▶ **INPUT RECORDS**:
== Segment start ==
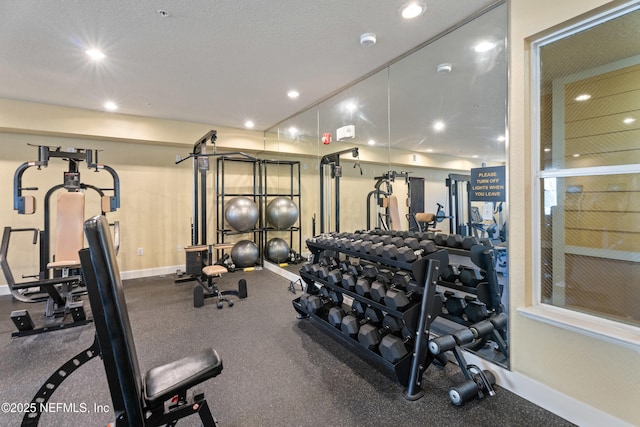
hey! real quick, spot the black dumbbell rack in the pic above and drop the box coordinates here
[292,239,442,400]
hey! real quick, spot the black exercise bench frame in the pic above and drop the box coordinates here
[22,215,223,426]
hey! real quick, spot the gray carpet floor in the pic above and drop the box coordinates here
[0,269,574,426]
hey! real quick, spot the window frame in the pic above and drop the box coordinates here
[520,0,640,351]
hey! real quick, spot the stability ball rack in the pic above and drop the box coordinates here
[262,159,302,262]
[216,154,263,265]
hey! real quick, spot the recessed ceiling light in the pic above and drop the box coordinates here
[572,153,580,157]
[368,139,376,146]
[345,102,357,113]
[544,148,551,152]
[474,41,496,53]
[244,120,255,129]
[426,148,433,153]
[623,117,636,124]
[288,126,298,136]
[575,94,591,101]
[472,155,479,158]
[437,63,452,73]
[86,49,105,60]
[400,2,426,19]
[433,120,445,132]
[287,90,299,99]
[104,101,118,111]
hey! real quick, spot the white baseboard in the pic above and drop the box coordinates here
[119,264,185,281]
[263,260,301,283]
[460,352,632,427]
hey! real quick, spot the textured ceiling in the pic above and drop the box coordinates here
[0,0,500,132]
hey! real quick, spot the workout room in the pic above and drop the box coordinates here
[0,1,638,426]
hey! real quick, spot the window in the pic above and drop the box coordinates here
[531,3,640,338]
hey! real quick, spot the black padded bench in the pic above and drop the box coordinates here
[22,215,224,426]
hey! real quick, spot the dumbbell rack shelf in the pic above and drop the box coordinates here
[294,241,443,399]
[291,295,415,387]
[298,271,424,337]
[306,240,414,271]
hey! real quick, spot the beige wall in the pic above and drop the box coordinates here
[0,100,467,278]
[510,0,639,424]
[0,105,265,276]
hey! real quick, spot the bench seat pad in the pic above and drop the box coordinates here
[144,348,223,406]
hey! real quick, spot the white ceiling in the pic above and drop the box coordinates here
[1,0,501,135]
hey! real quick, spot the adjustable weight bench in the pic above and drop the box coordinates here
[22,215,223,426]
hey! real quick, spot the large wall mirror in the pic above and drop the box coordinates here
[266,2,509,368]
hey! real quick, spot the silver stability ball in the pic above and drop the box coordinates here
[231,240,259,268]
[266,197,298,229]
[265,238,290,263]
[225,197,259,232]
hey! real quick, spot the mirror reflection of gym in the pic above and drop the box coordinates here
[266,1,510,376]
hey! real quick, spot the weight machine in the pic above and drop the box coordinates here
[319,147,359,233]
[366,171,411,231]
[175,131,255,305]
[446,173,472,235]
[2,144,121,336]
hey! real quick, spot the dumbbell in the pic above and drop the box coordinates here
[341,273,357,291]
[300,262,313,275]
[319,254,338,268]
[327,269,343,286]
[462,236,480,250]
[402,237,420,250]
[338,260,351,273]
[434,233,449,246]
[355,276,373,297]
[381,244,399,260]
[360,241,373,254]
[381,315,410,338]
[382,271,415,311]
[396,246,420,263]
[362,264,379,279]
[306,291,343,314]
[446,234,463,248]
[328,289,344,305]
[443,291,467,317]
[350,239,364,252]
[340,306,379,339]
[351,299,367,316]
[419,239,438,254]
[459,266,484,287]
[298,293,312,311]
[384,288,413,311]
[370,243,385,257]
[370,270,403,303]
[440,264,460,282]
[390,236,404,247]
[317,266,332,281]
[310,263,324,277]
[464,299,489,323]
[357,310,403,351]
[347,263,363,276]
[379,334,410,363]
[327,306,345,328]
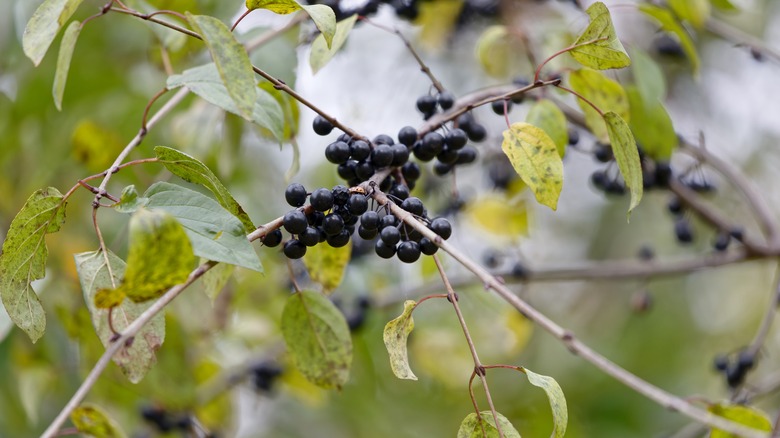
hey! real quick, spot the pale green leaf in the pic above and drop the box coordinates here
[711,0,738,12]
[113,185,148,214]
[302,240,351,294]
[526,99,568,157]
[627,87,677,160]
[155,146,254,232]
[604,112,643,216]
[282,290,352,389]
[167,63,285,140]
[246,0,302,14]
[53,20,80,110]
[456,411,522,438]
[71,403,127,438]
[570,2,631,70]
[631,48,666,103]
[639,4,700,73]
[669,0,711,29]
[75,250,164,383]
[310,14,357,74]
[202,261,234,303]
[22,0,84,65]
[568,68,629,142]
[501,123,564,210]
[0,187,66,342]
[143,182,263,272]
[186,14,256,120]
[382,300,418,381]
[258,81,299,141]
[522,368,568,438]
[475,25,511,78]
[709,403,772,438]
[246,1,335,48]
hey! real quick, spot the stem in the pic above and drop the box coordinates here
[110,7,201,39]
[555,83,605,118]
[744,262,780,358]
[141,87,170,132]
[533,37,608,83]
[467,372,489,438]
[231,8,252,32]
[414,293,449,306]
[705,18,780,64]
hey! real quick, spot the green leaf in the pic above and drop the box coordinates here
[709,403,772,437]
[711,0,738,12]
[114,209,196,303]
[246,1,336,48]
[520,368,568,438]
[310,14,357,74]
[75,250,165,383]
[167,63,284,140]
[202,261,234,303]
[627,87,677,161]
[154,146,254,232]
[144,182,263,272]
[303,240,351,294]
[113,185,148,214]
[281,290,352,389]
[0,187,66,342]
[71,403,127,438]
[52,20,80,110]
[501,122,564,210]
[668,0,711,29]
[475,25,511,78]
[604,112,643,216]
[570,2,631,70]
[639,4,700,74]
[186,14,256,120]
[22,0,84,66]
[526,99,568,157]
[456,411,522,438]
[568,68,629,142]
[631,48,666,104]
[382,300,418,381]
[258,82,299,141]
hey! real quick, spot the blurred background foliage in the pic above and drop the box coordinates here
[2,0,780,437]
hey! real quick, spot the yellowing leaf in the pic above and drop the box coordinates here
[669,0,711,29]
[522,368,568,438]
[569,68,629,142]
[711,0,738,12]
[475,25,511,78]
[627,87,677,160]
[282,290,352,389]
[303,240,351,294]
[0,187,66,342]
[570,2,630,70]
[526,99,568,157]
[465,195,529,237]
[246,1,336,48]
[53,20,80,110]
[93,288,126,309]
[709,403,772,438]
[417,0,465,50]
[456,411,522,438]
[501,123,564,210]
[309,14,357,74]
[604,112,643,216]
[202,261,234,303]
[71,119,124,172]
[246,0,301,14]
[383,300,418,381]
[639,4,700,74]
[22,0,84,66]
[71,403,126,438]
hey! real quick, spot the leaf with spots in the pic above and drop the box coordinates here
[570,2,631,70]
[526,99,568,157]
[569,68,629,142]
[501,123,563,210]
[605,111,643,217]
[383,300,418,381]
[22,0,84,66]
[303,240,351,294]
[246,0,336,48]
[71,403,127,438]
[519,367,568,438]
[456,411,521,438]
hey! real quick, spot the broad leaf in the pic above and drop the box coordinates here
[570,2,631,70]
[711,0,738,12]
[522,368,568,438]
[0,187,66,342]
[639,4,700,74]
[303,240,351,294]
[22,0,84,66]
[526,99,568,157]
[383,300,418,381]
[310,14,357,74]
[501,123,564,210]
[669,0,711,29]
[568,68,629,142]
[71,403,127,438]
[456,411,521,438]
[631,48,666,104]
[604,112,643,216]
[709,403,772,438]
[258,82,299,141]
[53,20,80,110]
[155,146,254,231]
[466,195,529,237]
[75,250,164,383]
[143,182,263,272]
[627,87,677,160]
[113,185,148,213]
[202,261,234,303]
[475,25,511,78]
[167,63,284,140]
[186,14,255,120]
[282,290,352,389]
[246,0,336,48]
[417,0,465,49]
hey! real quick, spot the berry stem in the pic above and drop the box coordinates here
[554,83,605,118]
[231,8,252,32]
[533,36,609,83]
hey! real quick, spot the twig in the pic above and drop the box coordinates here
[744,262,780,358]
[705,18,780,64]
[110,7,201,39]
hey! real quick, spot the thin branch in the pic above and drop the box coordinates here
[705,18,780,64]
[245,12,307,53]
[110,7,201,39]
[533,36,608,83]
[554,83,604,118]
[745,262,780,358]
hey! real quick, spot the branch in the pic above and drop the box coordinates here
[705,17,780,64]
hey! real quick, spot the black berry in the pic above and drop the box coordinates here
[310,188,334,211]
[445,129,468,150]
[263,229,283,247]
[327,229,351,247]
[419,237,438,255]
[380,226,401,245]
[298,226,321,247]
[283,210,308,235]
[350,140,371,161]
[283,239,307,259]
[358,224,378,239]
[325,141,351,164]
[491,99,512,115]
[389,183,410,200]
[332,185,350,206]
[398,126,418,146]
[397,241,421,263]
[437,91,455,110]
[456,146,478,164]
[429,217,452,239]
[401,162,421,181]
[401,197,424,216]
[416,95,437,114]
[373,134,395,145]
[371,144,394,168]
[360,211,380,230]
[467,123,487,142]
[312,115,334,136]
[285,183,307,207]
[375,239,396,258]
[322,213,345,236]
[674,218,693,244]
[348,193,369,215]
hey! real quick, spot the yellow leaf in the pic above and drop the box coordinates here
[302,240,351,294]
[383,300,418,380]
[465,195,529,237]
[569,68,629,142]
[501,123,564,210]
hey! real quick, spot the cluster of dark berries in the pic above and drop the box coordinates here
[590,144,673,195]
[667,196,742,250]
[488,78,531,116]
[416,91,456,119]
[140,405,193,434]
[411,127,478,176]
[250,361,284,392]
[713,350,756,388]
[482,249,528,279]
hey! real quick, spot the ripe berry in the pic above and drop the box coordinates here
[445,129,468,150]
[401,197,424,216]
[413,141,436,162]
[327,229,351,247]
[285,183,308,207]
[251,362,283,392]
[350,140,371,161]
[667,196,683,215]
[348,193,369,215]
[391,144,410,166]
[263,229,283,247]
[332,185,350,206]
[283,210,308,235]
[456,146,477,164]
[375,240,396,258]
[355,161,375,180]
[380,214,398,229]
[360,211,380,230]
[713,354,729,372]
[283,239,307,259]
[467,123,487,142]
[437,148,459,165]
[674,218,693,244]
[491,99,512,115]
[511,262,528,278]
[568,129,580,146]
[322,213,345,236]
[419,237,438,255]
[655,162,672,188]
[416,95,437,114]
[389,183,410,200]
[433,161,452,176]
[594,143,613,162]
[590,170,607,190]
[312,115,334,136]
[401,162,421,181]
[337,160,358,180]
[310,188,334,211]
[299,226,321,247]
[380,226,401,245]
[421,132,445,155]
[714,233,730,252]
[429,217,452,239]
[373,134,395,145]
[397,241,421,263]
[398,126,418,146]
[358,224,378,239]
[437,91,455,110]
[371,144,394,167]
[325,141,351,164]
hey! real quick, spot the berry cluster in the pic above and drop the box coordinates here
[416,91,455,119]
[250,361,284,392]
[713,350,755,388]
[590,146,673,195]
[140,406,193,434]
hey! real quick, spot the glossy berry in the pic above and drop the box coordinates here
[389,183,410,200]
[397,241,421,263]
[674,219,693,244]
[401,162,421,181]
[325,141,351,164]
[391,144,411,167]
[283,210,308,235]
[416,95,437,114]
[348,194,369,215]
[327,229,351,247]
[413,141,436,162]
[283,239,307,259]
[263,229,283,247]
[337,160,358,180]
[373,134,395,145]
[358,224,378,239]
[350,140,371,161]
[419,237,438,255]
[491,99,512,115]
[437,148,459,165]
[310,188,334,211]
[312,116,334,136]
[429,217,452,239]
[299,227,321,247]
[355,161,375,180]
[401,197,424,216]
[332,185,350,206]
[285,183,308,207]
[456,146,478,164]
[433,161,452,176]
[375,240,396,258]
[322,213,345,236]
[371,144,394,167]
[398,126,418,146]
[421,132,444,155]
[380,214,398,229]
[445,129,468,150]
[437,91,455,110]
[360,211,380,230]
[467,123,487,142]
[380,226,401,245]
[594,143,613,162]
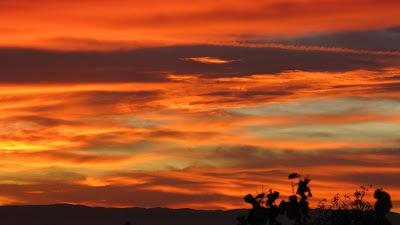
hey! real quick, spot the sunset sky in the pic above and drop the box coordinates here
[0,0,400,211]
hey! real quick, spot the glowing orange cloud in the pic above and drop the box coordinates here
[1,0,400,211]
[181,57,241,64]
[0,0,399,50]
[1,68,400,156]
[0,43,400,210]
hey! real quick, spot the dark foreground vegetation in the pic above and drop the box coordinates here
[237,173,393,225]
[0,203,397,225]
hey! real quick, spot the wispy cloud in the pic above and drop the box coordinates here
[180,56,241,64]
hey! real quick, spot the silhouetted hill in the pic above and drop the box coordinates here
[0,204,398,225]
[0,204,245,225]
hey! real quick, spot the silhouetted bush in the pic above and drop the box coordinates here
[314,185,374,225]
[238,174,392,225]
== Segment end ==
▶ **YOUR ASSIGNMENT**:
Extract, exactly, the lines above that begin at the line containing "hey! real quick, spot the dark" and end at the final line of the records; add no other text.

▶ **WRITTEN SOLUTION**:
hey! real quick, spot the dark foreground vegetation in the pic above and drop the box coordinates here
[237,173,393,225]
[0,203,397,225]
hey! real quick, spot the wispy cloud in the pic above and drop the box coordinates here
[180,56,241,64]
hey! real quick, spot the silhouetted hill in the pic above and drop the box coordinates here
[0,204,398,225]
[0,204,245,225]
hey! real quick, spot the silhouetted bush in the pic above and drop the box coordinates here
[314,185,374,225]
[238,174,392,225]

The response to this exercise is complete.